▶ **Seitenauszug**:
Ulrich hat geschrieben:
Wenn man sich als Patient alles gefallen lässt, sind Therapeuten manchmal nicht so motiviert. Ich weiß nicht, wie das in einer Übertragungsdeutung zu übersetzen wäre. Es handelt sich dabei ja eigentlich um einen realen Aspekt der Patient-Therapeut-Beziehung.
Woher nimmst Du diese Verallgemeinerung?
In meiner PA spiegelt sich das nicht so. Mein Anayltiker wurde ab ca. der 200 Stdn demotiviert, weil ich aus seiner Sicht, was wir dann in mehreren Stunden besprochen haben,
zu viel kritisiert hätte. Er hatte hier sogar frühere gute Phasen nachträglich in Frage gestellt: Er wollte da symbiotisch auf mich reagieren. (Ich hatte ihn da aber keinesfalls als symbiotisch erlebt, sondern die Impulse als sinnreich und als Erweiterung. Ich sehe es im nachhinein lediglich so, dass er professionell das kann, was ich haben will; ob er als Privatperson dahinter steht, ist mir gleichgültig. Verstehen kann er mich, nur passt es teils nicht in sein Gesellschaftsbild ).
Ulrich hat geschrieben: In der Kindheit ist es ja meistens so, dass die Eltern die Kinder zu Handlungen motivieren (müssen), zu denen sie keine Lust haben, z.B. zur Schule zu gehen. Es ist selten, dass ein Kind versucht die Eltern zu etwas zu ermutigen oder zu motivieren. Die Eltern sehen sich in der Regel als vollkommen an, und das spiegelt sich dann auch in der Eltern-Übertragung auf den Therapeuten wieder. Therapeuten sind in der Gegenübertragung oft mit den unverbesserlichen Eltern identifiziert, und wenn man es schafft, diesen Übertragungs-Teufelskreis zu durchbrechen, und die Beziehung zum Therapeuten auf eine höhere Ebene, nämlich die zwischen erwachsenen Leuten, zu stellen, dann ist das schon ein großer Fortschritt.
Hast Du schon mal Literatur zur Entwicklungspychologie gelesen?
Weder ist es so, dass Kinder grundsätzlich von sich aus keine Lust haben, zur Schule zu gehen. Sie sind nämlich auch soziale und neugierige, wissbegierige Wesen (je nach Persönlichkeit unterschiedlich).
Wenn Kinder per se keine Lust hätten, sich zu bilden, wäre die Welt nicht da, wo sie heute ist, denn auch Eltern waren mal Kinder: Es gebe folglich die meisten Entdeckungen und Entwicklungen nicht.

[Zeigedaten zu referenziellen Ausdrücken]
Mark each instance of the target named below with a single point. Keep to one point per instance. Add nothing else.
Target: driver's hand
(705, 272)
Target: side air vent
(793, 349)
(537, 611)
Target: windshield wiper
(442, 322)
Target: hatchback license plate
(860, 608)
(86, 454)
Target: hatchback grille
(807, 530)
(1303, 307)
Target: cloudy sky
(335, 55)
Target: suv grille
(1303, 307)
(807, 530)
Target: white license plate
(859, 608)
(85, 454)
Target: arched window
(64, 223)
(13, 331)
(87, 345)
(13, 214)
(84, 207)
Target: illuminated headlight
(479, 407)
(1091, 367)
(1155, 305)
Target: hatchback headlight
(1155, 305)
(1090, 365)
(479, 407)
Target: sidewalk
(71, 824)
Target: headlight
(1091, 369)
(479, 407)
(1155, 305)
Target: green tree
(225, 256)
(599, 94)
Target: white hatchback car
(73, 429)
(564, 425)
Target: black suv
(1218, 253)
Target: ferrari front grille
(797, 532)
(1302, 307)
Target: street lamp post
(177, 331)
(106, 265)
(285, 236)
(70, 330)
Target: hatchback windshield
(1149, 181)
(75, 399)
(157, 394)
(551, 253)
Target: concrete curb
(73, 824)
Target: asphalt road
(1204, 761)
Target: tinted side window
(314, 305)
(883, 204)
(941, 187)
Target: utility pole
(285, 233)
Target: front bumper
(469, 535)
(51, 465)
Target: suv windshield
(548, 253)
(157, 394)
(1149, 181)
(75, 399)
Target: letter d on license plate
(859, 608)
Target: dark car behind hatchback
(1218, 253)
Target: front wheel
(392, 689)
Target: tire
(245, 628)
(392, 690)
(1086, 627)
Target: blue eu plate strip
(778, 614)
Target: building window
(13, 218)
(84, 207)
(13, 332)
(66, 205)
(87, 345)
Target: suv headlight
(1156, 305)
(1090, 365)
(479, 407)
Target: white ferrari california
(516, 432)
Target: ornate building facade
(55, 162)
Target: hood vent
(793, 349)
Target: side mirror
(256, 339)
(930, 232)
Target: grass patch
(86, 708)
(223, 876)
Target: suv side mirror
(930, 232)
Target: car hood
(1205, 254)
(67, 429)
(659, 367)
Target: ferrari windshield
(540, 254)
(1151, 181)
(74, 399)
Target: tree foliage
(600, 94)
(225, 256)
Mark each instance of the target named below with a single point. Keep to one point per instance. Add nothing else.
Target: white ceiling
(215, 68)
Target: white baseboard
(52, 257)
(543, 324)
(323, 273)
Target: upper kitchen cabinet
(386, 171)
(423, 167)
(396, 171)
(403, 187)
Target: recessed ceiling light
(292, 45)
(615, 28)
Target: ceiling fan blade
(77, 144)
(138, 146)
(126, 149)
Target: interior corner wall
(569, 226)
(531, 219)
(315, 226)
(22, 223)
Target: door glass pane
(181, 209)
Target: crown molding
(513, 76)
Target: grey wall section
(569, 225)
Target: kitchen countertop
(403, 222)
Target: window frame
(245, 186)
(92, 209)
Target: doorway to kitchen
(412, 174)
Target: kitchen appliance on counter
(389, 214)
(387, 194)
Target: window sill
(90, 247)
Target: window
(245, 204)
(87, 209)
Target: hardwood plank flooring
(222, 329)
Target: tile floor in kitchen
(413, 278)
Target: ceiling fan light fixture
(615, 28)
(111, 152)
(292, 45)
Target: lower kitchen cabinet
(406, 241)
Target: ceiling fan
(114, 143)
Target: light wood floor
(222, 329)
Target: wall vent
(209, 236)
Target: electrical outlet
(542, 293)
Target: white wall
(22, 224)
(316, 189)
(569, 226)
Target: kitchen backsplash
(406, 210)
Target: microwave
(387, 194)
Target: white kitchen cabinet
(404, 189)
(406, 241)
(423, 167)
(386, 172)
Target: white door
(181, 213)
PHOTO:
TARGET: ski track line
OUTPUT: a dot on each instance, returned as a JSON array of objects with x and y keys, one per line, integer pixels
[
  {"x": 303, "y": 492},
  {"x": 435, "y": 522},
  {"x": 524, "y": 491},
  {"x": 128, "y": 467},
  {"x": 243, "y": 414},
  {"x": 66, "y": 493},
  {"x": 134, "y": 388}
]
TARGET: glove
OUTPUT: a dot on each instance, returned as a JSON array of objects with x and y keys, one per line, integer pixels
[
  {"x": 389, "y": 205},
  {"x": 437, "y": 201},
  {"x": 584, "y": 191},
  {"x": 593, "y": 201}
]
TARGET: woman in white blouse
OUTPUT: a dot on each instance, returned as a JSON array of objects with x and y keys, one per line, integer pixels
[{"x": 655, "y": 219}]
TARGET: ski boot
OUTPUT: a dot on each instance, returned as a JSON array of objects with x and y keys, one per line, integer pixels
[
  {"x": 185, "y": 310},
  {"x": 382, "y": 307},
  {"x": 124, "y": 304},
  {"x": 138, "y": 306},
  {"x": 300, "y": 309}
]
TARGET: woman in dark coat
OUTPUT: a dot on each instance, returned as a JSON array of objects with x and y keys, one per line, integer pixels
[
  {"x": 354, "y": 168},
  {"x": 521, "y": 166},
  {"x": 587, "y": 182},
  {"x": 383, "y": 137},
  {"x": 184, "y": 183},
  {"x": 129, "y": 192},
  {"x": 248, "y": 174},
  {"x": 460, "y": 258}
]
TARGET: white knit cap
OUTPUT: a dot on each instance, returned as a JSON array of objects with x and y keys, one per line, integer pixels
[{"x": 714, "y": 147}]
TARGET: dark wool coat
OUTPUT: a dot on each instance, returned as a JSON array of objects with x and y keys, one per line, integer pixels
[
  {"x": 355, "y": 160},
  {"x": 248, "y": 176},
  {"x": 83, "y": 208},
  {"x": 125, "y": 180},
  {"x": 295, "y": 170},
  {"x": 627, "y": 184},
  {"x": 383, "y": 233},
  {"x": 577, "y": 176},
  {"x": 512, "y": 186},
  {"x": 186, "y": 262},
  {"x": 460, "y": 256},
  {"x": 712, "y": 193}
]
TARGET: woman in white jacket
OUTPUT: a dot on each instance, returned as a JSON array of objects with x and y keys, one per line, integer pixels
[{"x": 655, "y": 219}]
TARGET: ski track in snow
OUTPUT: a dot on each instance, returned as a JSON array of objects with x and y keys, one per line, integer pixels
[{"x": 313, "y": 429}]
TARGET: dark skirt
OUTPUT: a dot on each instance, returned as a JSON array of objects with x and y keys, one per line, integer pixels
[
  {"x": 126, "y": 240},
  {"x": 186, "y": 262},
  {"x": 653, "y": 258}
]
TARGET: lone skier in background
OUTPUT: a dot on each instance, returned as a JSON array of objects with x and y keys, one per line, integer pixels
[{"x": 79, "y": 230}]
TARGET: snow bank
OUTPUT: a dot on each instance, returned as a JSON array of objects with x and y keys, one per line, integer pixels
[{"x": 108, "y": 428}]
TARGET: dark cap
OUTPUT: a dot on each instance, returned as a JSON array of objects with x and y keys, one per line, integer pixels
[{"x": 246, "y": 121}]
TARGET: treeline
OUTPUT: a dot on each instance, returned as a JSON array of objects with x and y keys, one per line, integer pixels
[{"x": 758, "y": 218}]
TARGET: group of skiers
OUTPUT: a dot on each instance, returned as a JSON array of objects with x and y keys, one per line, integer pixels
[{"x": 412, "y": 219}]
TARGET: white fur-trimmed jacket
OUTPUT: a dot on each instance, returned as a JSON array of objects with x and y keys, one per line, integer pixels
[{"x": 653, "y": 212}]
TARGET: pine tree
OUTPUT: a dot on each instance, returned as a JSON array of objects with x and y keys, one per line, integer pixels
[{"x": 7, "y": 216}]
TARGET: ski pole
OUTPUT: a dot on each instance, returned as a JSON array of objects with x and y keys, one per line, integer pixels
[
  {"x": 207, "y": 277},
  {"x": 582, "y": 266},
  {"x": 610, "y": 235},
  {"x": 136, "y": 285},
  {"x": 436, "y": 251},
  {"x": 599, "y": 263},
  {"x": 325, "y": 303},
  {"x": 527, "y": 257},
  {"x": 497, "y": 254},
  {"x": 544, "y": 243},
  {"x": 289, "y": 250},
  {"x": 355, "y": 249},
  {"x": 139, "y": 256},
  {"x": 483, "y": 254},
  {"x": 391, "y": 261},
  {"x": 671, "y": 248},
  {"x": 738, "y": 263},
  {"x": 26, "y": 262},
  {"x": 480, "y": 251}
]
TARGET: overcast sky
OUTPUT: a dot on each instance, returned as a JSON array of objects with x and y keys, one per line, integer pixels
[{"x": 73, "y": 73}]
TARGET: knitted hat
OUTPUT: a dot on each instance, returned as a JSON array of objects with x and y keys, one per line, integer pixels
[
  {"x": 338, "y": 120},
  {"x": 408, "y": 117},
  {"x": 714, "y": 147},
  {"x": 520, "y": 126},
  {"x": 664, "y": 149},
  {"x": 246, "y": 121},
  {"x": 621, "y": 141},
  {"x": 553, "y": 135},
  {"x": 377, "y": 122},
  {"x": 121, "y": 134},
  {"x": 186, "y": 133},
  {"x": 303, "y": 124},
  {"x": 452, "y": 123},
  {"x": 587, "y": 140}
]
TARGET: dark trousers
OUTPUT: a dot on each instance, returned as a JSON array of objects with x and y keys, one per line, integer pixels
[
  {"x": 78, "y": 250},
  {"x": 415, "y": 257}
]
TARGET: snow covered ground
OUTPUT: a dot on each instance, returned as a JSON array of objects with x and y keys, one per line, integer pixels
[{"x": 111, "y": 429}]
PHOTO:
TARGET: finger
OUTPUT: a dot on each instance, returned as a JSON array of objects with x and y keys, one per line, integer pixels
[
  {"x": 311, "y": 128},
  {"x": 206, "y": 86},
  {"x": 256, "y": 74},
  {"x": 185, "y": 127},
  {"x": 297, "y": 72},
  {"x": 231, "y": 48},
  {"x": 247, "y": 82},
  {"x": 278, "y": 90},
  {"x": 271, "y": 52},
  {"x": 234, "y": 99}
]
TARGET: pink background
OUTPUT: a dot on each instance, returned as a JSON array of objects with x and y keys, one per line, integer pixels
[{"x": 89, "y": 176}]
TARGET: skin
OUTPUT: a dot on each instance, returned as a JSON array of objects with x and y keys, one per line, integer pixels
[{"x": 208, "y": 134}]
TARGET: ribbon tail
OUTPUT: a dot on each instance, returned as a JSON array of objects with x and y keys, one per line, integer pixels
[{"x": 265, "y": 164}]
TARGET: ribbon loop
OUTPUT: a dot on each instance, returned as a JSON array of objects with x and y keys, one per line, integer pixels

▶ **Arbeitsauftrag 1**:
Ab ungefähr welcher Stunde wurde der Analytiker laut dem Seitenauszug demotiviert?
▶ **Arbeitsauftrag 2**:
Zähle alle Eigenschaften auf, die der Seitenauszug Kindern im Satz mit „Sie sind nämlich auch“ zuschreibt.

▶ **Ergebnis 1**:
Ab ungefähr der 200. Stunde.

▶ **Ergebnis 2**:
sozial, neugierig, wissbegierig